━━━━━ Data for this task
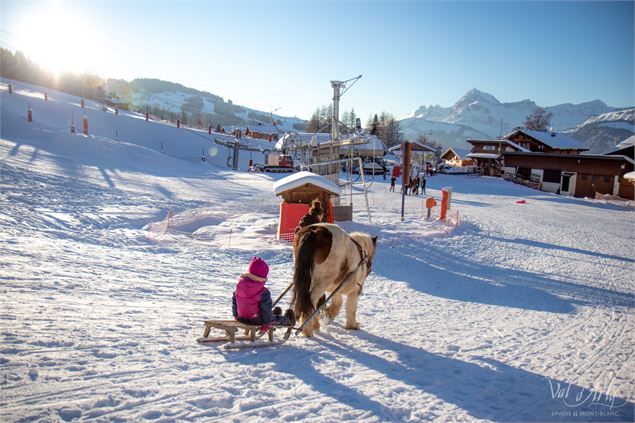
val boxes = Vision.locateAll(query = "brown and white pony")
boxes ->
[293,223,377,336]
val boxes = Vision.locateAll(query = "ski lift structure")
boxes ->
[275,75,386,223]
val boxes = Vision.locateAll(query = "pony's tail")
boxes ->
[292,230,317,318]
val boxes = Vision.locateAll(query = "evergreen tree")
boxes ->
[366,114,379,135]
[524,107,553,131]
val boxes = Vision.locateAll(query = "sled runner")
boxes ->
[197,320,293,349]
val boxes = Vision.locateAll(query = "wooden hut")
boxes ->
[273,172,341,241]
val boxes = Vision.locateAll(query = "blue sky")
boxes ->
[0,0,635,121]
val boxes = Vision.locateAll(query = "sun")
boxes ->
[19,3,105,75]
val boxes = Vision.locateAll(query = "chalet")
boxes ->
[467,139,529,176]
[441,147,474,167]
[388,141,435,164]
[245,123,278,141]
[504,152,635,199]
[468,129,635,198]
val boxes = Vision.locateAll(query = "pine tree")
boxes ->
[524,107,553,131]
[367,114,379,135]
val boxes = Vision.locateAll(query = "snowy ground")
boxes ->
[0,81,635,422]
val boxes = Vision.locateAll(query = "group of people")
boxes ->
[406,172,427,195]
[390,165,427,195]
[232,198,326,332]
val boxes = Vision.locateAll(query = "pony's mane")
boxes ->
[349,232,375,256]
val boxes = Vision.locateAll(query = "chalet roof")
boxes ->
[505,129,589,151]
[467,153,501,159]
[441,147,471,159]
[273,171,341,195]
[467,139,529,152]
[247,123,278,134]
[615,135,635,148]
[503,151,635,163]
[388,141,434,153]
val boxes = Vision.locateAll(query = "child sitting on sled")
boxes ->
[232,257,295,332]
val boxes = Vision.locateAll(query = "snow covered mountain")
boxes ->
[565,108,635,153]
[400,89,632,150]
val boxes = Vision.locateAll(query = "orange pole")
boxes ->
[439,189,450,221]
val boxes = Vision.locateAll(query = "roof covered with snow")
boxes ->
[441,147,472,159]
[247,123,278,134]
[273,171,341,195]
[467,153,500,159]
[505,129,589,150]
[615,135,635,149]
[388,141,434,153]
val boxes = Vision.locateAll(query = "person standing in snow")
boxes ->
[294,198,324,233]
[232,257,295,332]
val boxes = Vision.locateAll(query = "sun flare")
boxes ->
[15,3,105,75]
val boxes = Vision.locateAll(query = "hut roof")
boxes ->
[273,171,341,195]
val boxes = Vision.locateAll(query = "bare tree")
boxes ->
[525,107,553,131]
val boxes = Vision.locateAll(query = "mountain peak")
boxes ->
[456,88,500,105]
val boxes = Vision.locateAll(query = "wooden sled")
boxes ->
[196,320,293,349]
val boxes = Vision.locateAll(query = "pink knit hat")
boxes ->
[248,257,269,280]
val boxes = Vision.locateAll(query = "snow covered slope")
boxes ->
[565,109,635,154]
[0,80,274,170]
[105,79,305,132]
[0,79,635,422]
[400,89,632,147]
━━━━━━━━━━
* Written instruction
Print everything from the start of the material down to the line containing "[0,81,635,422]", including that line, and leave the pictures out of your answer.

* Output for this task
val boxes = Vision.locateAll(query = "brown and white pony")
boxes ->
[293,223,377,336]
val boxes = Vision.locateAll(query = "ski lift structure")
boxes ->
[275,75,386,223]
val boxes = Vision.locateAll(query = "pony's tail")
boxes ->
[292,230,317,318]
val boxes = Vision.locateAll(query = "evergreen tree")
boxes ->
[366,114,379,135]
[524,107,553,131]
val boxes = Vision.locateAll(query = "sled runner")
boxes ->
[197,320,293,349]
val boxes = Vision.locateAll(query = "wooden hut")
boxes ->
[273,172,341,241]
val boxes = Vision.locateAll(query = "blue sky")
boxes ->
[0,0,635,121]
val boxes = Vision.locateAll(query = "sun")
boxes ->
[19,3,105,75]
val boxes = Vision.locateAll(query = "chalet")
boxes ->
[467,139,529,176]
[441,147,474,167]
[388,141,435,164]
[245,123,278,141]
[504,152,635,199]
[468,129,635,198]
val boxes = Vision.locateAll(query = "pine tree")
boxes ->
[524,107,553,131]
[367,114,379,135]
val boxes = Vision.locateAll(query = "snowy ground")
boxes ->
[0,81,635,422]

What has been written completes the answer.